About this task - Please present the lines from the very first one through the line with "negative clicks: (403, 172)", both included, as a numbered list, omitting any blank lines.

Dataset -

****************

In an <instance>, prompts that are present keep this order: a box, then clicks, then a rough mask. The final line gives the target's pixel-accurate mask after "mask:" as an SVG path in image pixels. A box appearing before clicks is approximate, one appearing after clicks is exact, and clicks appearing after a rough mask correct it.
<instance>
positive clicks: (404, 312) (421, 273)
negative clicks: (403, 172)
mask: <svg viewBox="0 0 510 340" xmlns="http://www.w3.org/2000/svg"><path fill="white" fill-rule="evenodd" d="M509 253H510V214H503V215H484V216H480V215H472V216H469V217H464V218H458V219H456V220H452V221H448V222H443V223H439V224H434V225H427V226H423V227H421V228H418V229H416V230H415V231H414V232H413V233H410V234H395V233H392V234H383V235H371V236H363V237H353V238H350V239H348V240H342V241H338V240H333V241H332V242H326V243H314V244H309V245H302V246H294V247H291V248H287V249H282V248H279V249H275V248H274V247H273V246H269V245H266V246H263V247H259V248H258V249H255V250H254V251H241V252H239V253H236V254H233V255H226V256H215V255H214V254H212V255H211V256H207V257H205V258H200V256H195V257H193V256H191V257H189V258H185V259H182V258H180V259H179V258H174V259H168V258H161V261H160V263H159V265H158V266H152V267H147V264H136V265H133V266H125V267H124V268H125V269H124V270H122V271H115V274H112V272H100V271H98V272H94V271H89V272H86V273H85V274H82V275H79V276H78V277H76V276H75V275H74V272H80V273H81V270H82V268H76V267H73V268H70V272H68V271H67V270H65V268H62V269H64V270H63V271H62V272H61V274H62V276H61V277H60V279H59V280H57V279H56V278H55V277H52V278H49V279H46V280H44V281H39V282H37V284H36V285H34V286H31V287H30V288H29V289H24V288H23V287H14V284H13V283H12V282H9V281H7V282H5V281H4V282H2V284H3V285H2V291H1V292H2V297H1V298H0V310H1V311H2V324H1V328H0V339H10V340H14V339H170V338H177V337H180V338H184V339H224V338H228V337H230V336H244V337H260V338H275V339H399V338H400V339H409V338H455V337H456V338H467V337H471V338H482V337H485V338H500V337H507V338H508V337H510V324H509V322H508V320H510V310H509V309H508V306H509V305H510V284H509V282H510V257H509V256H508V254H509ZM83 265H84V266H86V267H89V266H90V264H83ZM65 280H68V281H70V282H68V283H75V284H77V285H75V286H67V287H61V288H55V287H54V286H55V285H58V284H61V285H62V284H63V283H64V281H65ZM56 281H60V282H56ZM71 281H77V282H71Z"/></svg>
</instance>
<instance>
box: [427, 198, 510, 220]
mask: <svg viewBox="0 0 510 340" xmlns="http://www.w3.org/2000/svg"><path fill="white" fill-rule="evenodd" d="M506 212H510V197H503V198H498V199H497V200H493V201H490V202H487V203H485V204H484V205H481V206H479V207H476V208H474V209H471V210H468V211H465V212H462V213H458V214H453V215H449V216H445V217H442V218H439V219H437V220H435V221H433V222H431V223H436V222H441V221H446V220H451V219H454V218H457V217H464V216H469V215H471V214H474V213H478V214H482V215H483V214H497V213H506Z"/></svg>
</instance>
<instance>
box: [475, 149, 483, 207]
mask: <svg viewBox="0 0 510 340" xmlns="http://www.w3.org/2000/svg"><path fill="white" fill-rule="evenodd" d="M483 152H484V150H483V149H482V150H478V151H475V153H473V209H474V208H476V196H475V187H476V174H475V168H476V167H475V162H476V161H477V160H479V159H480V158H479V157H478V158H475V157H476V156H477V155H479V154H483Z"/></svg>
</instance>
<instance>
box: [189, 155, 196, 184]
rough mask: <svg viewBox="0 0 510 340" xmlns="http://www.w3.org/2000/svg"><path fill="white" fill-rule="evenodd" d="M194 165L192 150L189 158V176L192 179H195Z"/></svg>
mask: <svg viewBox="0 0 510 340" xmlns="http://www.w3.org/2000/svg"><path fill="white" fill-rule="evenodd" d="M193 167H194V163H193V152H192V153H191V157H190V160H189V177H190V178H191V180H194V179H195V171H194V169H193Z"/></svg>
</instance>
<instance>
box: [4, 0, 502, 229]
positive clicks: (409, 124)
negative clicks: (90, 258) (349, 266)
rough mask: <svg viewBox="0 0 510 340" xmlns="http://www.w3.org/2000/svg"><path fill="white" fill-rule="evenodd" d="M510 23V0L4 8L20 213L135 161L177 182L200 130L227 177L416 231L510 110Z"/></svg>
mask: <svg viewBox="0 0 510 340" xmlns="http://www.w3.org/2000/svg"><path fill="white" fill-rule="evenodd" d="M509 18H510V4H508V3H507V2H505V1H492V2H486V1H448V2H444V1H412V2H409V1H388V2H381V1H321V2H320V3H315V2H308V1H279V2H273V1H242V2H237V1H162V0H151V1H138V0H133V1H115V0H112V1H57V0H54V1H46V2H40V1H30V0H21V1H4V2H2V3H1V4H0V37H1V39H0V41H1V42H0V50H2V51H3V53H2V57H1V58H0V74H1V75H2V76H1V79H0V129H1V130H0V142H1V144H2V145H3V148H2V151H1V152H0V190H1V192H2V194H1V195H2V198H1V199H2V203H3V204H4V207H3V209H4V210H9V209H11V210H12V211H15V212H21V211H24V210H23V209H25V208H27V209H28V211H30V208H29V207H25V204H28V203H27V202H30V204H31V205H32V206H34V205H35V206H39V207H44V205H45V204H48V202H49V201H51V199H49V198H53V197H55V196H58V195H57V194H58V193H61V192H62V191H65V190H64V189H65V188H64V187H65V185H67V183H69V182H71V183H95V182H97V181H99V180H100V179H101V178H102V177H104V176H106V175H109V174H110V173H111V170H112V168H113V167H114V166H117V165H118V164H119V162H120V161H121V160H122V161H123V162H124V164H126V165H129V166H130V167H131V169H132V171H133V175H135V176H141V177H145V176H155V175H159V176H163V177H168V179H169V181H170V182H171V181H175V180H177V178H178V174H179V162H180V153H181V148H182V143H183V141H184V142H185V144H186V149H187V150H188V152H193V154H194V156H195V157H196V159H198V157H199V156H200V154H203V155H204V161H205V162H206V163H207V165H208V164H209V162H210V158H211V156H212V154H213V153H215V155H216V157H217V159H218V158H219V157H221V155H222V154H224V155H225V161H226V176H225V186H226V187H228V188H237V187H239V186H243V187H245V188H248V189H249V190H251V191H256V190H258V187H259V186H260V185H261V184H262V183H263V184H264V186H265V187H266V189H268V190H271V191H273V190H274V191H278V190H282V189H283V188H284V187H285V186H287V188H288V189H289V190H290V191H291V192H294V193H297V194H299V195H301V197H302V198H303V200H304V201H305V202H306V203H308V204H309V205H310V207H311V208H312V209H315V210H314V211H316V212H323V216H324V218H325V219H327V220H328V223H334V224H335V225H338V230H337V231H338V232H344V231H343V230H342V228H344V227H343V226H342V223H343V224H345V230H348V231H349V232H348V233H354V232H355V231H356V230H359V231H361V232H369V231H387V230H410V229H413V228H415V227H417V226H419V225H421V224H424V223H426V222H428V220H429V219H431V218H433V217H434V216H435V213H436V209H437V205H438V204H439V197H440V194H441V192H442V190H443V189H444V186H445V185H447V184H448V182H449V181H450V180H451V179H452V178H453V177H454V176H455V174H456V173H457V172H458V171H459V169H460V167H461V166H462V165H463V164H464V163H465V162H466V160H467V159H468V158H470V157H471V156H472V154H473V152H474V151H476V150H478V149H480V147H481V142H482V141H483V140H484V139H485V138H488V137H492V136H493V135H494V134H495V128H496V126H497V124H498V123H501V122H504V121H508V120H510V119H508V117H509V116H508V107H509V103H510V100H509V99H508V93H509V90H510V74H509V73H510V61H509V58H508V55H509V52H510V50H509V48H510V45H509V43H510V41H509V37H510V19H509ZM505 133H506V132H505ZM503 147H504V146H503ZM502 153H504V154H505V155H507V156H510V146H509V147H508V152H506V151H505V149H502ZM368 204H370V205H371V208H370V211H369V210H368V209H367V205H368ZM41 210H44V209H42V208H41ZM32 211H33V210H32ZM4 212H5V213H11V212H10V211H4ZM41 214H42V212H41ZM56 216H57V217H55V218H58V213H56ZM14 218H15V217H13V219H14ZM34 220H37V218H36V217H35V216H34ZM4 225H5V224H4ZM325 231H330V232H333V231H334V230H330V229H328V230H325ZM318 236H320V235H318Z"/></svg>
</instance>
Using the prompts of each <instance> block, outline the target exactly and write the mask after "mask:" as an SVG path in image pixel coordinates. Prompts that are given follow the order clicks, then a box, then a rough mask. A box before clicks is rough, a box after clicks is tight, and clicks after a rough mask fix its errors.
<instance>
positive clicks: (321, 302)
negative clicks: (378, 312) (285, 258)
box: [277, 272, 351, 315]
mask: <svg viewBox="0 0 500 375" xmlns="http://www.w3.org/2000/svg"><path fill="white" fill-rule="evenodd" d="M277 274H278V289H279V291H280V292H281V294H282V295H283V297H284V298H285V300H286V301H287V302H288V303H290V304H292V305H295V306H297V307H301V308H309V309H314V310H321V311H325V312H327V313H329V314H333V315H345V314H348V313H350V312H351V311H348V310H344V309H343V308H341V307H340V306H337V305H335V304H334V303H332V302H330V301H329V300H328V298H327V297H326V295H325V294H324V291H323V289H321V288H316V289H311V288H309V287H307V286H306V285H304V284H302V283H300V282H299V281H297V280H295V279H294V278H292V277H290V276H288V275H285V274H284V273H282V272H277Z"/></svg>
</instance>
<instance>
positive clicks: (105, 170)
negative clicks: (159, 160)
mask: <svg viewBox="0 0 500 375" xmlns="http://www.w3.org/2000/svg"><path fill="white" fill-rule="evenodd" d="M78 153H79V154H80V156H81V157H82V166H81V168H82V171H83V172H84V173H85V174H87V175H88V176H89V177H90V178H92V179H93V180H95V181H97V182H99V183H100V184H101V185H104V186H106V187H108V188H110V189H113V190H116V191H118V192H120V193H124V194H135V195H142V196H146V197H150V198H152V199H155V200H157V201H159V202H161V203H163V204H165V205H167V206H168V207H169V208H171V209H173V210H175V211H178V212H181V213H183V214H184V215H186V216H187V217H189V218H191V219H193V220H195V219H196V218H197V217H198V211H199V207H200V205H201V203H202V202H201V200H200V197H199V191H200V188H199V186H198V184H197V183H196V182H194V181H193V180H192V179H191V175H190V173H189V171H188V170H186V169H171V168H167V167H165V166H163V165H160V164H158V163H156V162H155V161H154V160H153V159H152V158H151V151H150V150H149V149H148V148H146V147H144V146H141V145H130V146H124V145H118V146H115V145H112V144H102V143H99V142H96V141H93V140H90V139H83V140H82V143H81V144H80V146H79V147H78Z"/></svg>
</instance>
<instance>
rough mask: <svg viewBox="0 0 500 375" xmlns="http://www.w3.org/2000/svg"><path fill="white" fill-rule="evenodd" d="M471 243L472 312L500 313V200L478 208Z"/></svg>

****************

Solution for this exercise -
1. In an <instance>, prompts that are present keep this order: a box, then clicks, then a rough mask. The final line gives the target's pixel-accurate mask after "mask:" as an SVG path in image pixels. A box appearing before clicks is approximate, one appearing after clicks is exact, and clicks appearing after a rough mask correct it.
2. <instance>
3. positive clicks: (404, 312) (421, 273)
4. negative clicks: (403, 172)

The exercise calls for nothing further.